» Предоставленный отрывок
────────────────────

Анатолий Тарасов
Шрифт:
Фирсов, надо отдать ему должное, безоговорочно тренеру поверил и доверял всегда. Поверил он Тарасову, когда тренер определил его, центрфорварда, на другую позицию. Тарасов часами отрабатывал с Фирсовым скрытый бросок, ставший со временем фирменным, «фирсовским». Отдельно занимался тренер со всей тройкой. Обучал игре и трудолюбию.
Авторство феноменального для такой высокоскоростной игры, как хоккей с шайбой, финта «клюшка — конек — клюшка» долгое время приписывали, да и продолжают приписывать Анатолию Фирсову. Его на самом деле придумал шведский форвард Ульф Стернер. Фирсов увидел этот финт в исполнении шведа и никогда не претендовал на то, чтобы выступать в роли автора. «Не знаю, случайным или продуманным был этот прием у Стернера, — писал Фирсов в своей книге, — но однажды он показал его в матче со сборной СССР. Было это в 1963 году на чемпионате мира. Я смотрел эту игру в Москве по телевизору и, увидев финт Стернера, поразился, но потом, под влиянием событий, происходящих
Вице-президент ФХР Игорь Тузик, много наблюдавший за тренировками Фирсова, убежден, что он стал тем самым Фирсовым, которым восторгался весь хоккейный мир, только потому, что попал в руки Тарасова. «Под требовательным оком Анатолия Владимировича, — говорит Тузик, — Фирсов вкалывал до изнеможения, что окупилось сторицей. Феномен Фирсова зиждился на фундаменте титанической работы».
Однажды, когда, по словам Фирсова, «терпеть было уже совсем нельзя», он спросил у Тарасова: «Вот вы ругаете меня да ругаете, говорите, что всё не так. Что же, по-вашему, я совсем не гожусь для хоккея?» — «Ну что ты! Годишься, конечно, — ответил Тарасов. — Спортсмен ты способный. Но у тебя пока есть один, по моим понятиям — принципиальный, недостаток: ты играешь в современный хоккей, а настоящий спортсмен должен опережать свое время. Ты должен уже сегодня стремиться играть так, как будто живешь не в шестьдесят третьем году, а, скажем, в семидесятом…» И Фирсов тренировался у Тарасова так, что однажды к нему в зале атлетики подошел великий штангист Юрий Власов и спросил: «Ты живой?»

────────────────────

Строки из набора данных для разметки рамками
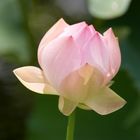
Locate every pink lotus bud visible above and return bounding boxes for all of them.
[14,19,126,115]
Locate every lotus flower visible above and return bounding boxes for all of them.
[14,19,126,116]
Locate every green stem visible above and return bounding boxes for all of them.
[66,111,75,140]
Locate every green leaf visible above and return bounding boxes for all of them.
[88,0,131,19]
[0,0,31,63]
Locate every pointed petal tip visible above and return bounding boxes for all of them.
[98,99,127,116]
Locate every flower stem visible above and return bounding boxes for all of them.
[66,111,75,140]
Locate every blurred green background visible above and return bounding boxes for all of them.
[0,0,140,140]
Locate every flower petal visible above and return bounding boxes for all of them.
[38,18,69,63]
[103,28,121,82]
[84,87,126,115]
[58,96,78,116]
[58,64,104,103]
[41,36,81,89]
[13,66,58,95]
[83,33,109,75]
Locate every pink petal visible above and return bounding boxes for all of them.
[58,64,104,103]
[41,36,81,88]
[104,28,121,82]
[61,22,95,47]
[84,87,126,115]
[38,18,69,63]
[83,33,109,75]
[13,66,58,95]
[58,96,78,116]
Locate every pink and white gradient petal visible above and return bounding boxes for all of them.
[13,66,59,95]
[39,36,81,89]
[38,18,69,63]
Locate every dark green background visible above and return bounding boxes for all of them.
[0,0,140,140]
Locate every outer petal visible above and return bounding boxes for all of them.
[84,87,126,115]
[103,28,121,82]
[38,18,69,63]
[41,36,81,89]
[61,22,96,48]
[13,66,58,95]
[59,64,103,103]
[83,33,109,75]
[58,96,78,116]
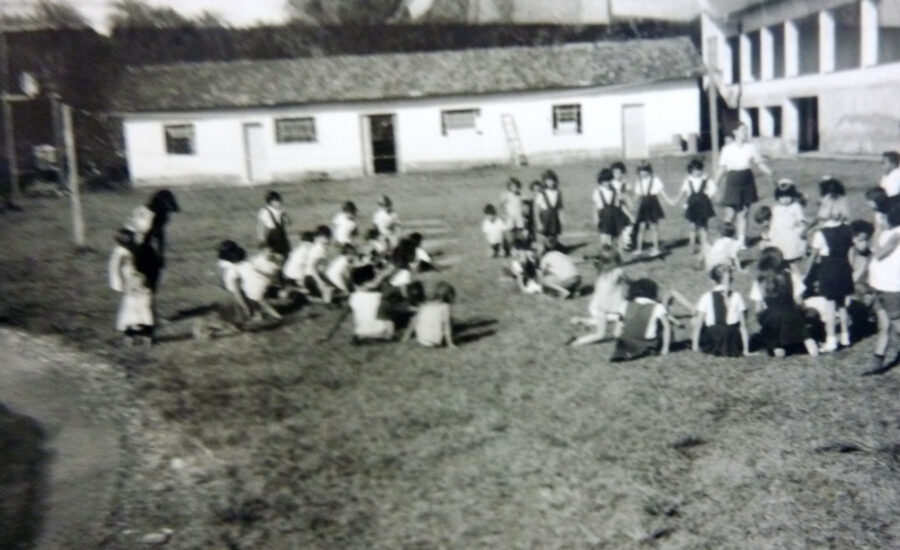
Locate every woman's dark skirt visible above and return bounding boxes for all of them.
[722,168,759,211]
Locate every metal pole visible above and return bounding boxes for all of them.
[62,104,85,247]
[0,28,19,206]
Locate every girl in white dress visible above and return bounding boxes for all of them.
[768,179,807,273]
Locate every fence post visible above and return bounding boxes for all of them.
[62,104,85,247]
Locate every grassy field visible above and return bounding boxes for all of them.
[0,158,900,550]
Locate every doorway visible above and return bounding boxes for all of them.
[368,115,397,174]
[793,97,819,153]
[244,122,269,184]
[622,104,649,159]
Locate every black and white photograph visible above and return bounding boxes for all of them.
[0,0,900,550]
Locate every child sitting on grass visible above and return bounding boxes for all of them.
[403,281,456,348]
[611,279,672,361]
[570,248,627,347]
[691,264,750,357]
[481,204,509,258]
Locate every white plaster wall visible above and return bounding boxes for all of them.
[124,79,700,185]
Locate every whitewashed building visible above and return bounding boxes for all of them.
[114,38,700,185]
[701,0,900,155]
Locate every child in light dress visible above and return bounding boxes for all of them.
[403,281,456,348]
[867,202,900,374]
[109,228,154,345]
[571,245,628,347]
[703,223,743,273]
[372,195,400,250]
[331,201,356,245]
[767,178,806,273]
[670,159,716,254]
[611,279,672,361]
[691,264,750,357]
[591,168,631,252]
[808,194,853,353]
[634,162,672,256]
[481,204,509,258]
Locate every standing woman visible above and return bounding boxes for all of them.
[715,123,772,246]
[534,170,563,248]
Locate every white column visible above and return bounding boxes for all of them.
[819,10,835,73]
[759,27,775,80]
[784,21,800,77]
[860,0,878,67]
[738,34,753,82]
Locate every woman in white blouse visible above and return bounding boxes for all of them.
[716,123,772,246]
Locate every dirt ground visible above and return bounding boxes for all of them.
[0,158,900,550]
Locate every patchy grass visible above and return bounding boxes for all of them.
[0,159,900,549]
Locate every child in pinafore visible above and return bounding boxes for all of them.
[591,168,631,252]
[671,159,716,254]
[691,264,750,357]
[634,162,672,256]
[612,279,672,361]
[109,229,154,344]
[810,190,853,353]
[767,178,806,273]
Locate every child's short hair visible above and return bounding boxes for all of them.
[819,176,847,198]
[753,206,772,225]
[626,278,659,300]
[541,170,559,185]
[709,264,734,284]
[850,220,875,239]
[406,281,425,306]
[756,246,784,271]
[719,222,737,239]
[687,158,703,174]
[350,264,375,287]
[113,227,134,246]
[816,194,850,221]
[885,200,900,228]
[593,244,622,273]
[597,168,613,183]
[434,281,456,304]
[216,240,247,264]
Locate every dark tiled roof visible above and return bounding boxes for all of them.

────────────────────

Продолжите отрывок о том, как Фирсов тренировался у Тарасова, начиная сразу после его последней фразы.

» Результат выполнения
Как-то Фирсов сдавал Тарасову экзамен в ВШТ. Он правильно ответил не только на все вопросы из билета, но и на дополнительные. Высшего балла, однако, не удостоился. А на вопрос: «В чем моя ошибка?» — услышал: «Ты, Анатолий, отвечал безошибочно. Но, понимаешь ли, я сам хоккей на “пятерку” не знаю…»
«Говорят, — размышлял Тарасов, — что тренер много дает игроку. Наверное. Но есть такие спортсмены, и среди них Фирсов, которые сами дарят тренеру неповторимое искусство. Наблюдая за Толей в матчах и на тренировках, общаясь с ним, я открывал для себя новое в тактике и технике хоккея».
Тарасов изо дня в день убеждал своих хоккеистов — и давно у него игравших, и новичков — в том, что любая тактическая идея, любой тактический прием, который он им предлагает, — «всё это должно быть чуточку больше, выше, чем сегодняшние возможности игрока». Он заставлял верить в нерастраченный полностью потенциал, в наличие в организме дополнительных ресурсов, начинающих «работать» в экстремальных ситуациях.
Принято считать, будто Тарасов переманивал способных игроков со всей страны, суля им неимоверные блага и райские кущи. Ничего общего с истиной это распространенное мнение не имеет.
Хоккеисты сами, даже будучи прекрасно осведомлены о том, что их ждет на знаменитых тарасовских тренировках, стремились попасть в ЦСКА. «Без Тарасова я бы остался середнячком, как и многие другие», — говорил Владимир Петров. И это при том, что за глаза он, как, впрочем, и многие другие, называл тренера не иначе как «деспот», «тиран», «диктатор», «душегуб», «Сталин» или «Троцкий» (весьма странное, надо сказать, сочетание).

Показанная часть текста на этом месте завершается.